Seri – Ekonomi Indonesia [3]

MATA RANTAI PRODUKSI DI ABAIKAN

Menarik kalau yang komentar adalah fans berat pemerintahan sekarang, apa istilah nya cebongers ya. Segala tulisan saya di anggap melawan pemerintah. Yo wis, sak karepmu. Lah wong saya berkali-kali nanya apakah tulisan saya seri ketiga ini harus di lanjutkan? Ngak ada gunanya langsung loh? Ehh malah di komen di isi dengan pujian suksesnya jokowi panjang lebar seakan tulisan saya salah karena mentang pemerintah semua. Emang pengaruh buat saya memuji jokowi? Ya ngak lahhahaha

Saya ini hanya merasa kita bangsa Indonesia ini jadi besar dan lebih berjaya dan berdaulat. Sudah lama kita ini di nina bobokan dengan propaganda. Saya ingin melihatkan dari sisi lain. Bukan menantang “hagemoni” jokowi dan orang pinter di sekitarnya. Dan semua orang tahu, saya anti LBP dan saya anti Rinso dalam policy kebijakan ekonomi. Cuma itu tok.
======
* [Yang Dikerjakan]:
(a) Apakah pernyataan berikut sesuai dengan teks: (i) penulis menyebut tulisannya ini sebagai seri ketiga; (ii) penulis mengatakan tulisannya bertujuan menantang hegemoni Jokowi; (iii) penulis menyatakan diri anti LBP dalam kebijakan ekonomi? Jawab ya atau tidak untuk tiap pernyataan, beserta kutipan persis kata-kata penentunya dari teks.
(b) Menurut teks, dengan apa bangsa Indonesia sudah lama di nina bobokan?
Item yang menyusul tidak berperan apa pun di sini.

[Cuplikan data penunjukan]
======
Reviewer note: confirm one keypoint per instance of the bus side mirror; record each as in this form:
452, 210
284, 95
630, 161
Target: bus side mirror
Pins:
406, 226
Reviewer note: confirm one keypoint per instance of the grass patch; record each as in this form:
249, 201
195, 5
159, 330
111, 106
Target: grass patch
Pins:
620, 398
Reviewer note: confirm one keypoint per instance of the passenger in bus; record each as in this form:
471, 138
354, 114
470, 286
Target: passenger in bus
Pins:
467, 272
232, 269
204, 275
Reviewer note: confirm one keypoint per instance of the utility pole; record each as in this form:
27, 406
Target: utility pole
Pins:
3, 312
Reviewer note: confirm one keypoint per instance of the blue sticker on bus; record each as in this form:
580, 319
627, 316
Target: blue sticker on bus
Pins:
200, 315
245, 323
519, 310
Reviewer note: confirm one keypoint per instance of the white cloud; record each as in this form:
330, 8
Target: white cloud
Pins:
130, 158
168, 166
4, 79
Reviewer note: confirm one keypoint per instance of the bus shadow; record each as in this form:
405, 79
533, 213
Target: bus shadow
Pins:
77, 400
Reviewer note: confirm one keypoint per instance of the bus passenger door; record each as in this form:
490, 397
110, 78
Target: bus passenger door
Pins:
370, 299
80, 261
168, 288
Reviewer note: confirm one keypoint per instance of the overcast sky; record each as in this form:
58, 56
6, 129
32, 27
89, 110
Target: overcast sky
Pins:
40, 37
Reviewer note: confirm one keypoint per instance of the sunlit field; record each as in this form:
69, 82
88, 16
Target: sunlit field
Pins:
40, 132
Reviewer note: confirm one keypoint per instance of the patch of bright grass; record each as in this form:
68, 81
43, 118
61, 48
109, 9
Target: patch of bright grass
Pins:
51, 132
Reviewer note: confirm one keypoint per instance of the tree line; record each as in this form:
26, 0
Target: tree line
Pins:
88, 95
======
* [Jawaban Lengkap]:
(a)
(i) Ya: "tulisan saya seri ketiga ini"
(ii) Tidak: "Bukan menantang “hagemoni” jokowi dan orang pinter di sekitarnya."
(iii) Ya: "saya anti LBP dan saya anti Rinso dalam policy kebijakan ekonomi"

(b) Dengan propaganda.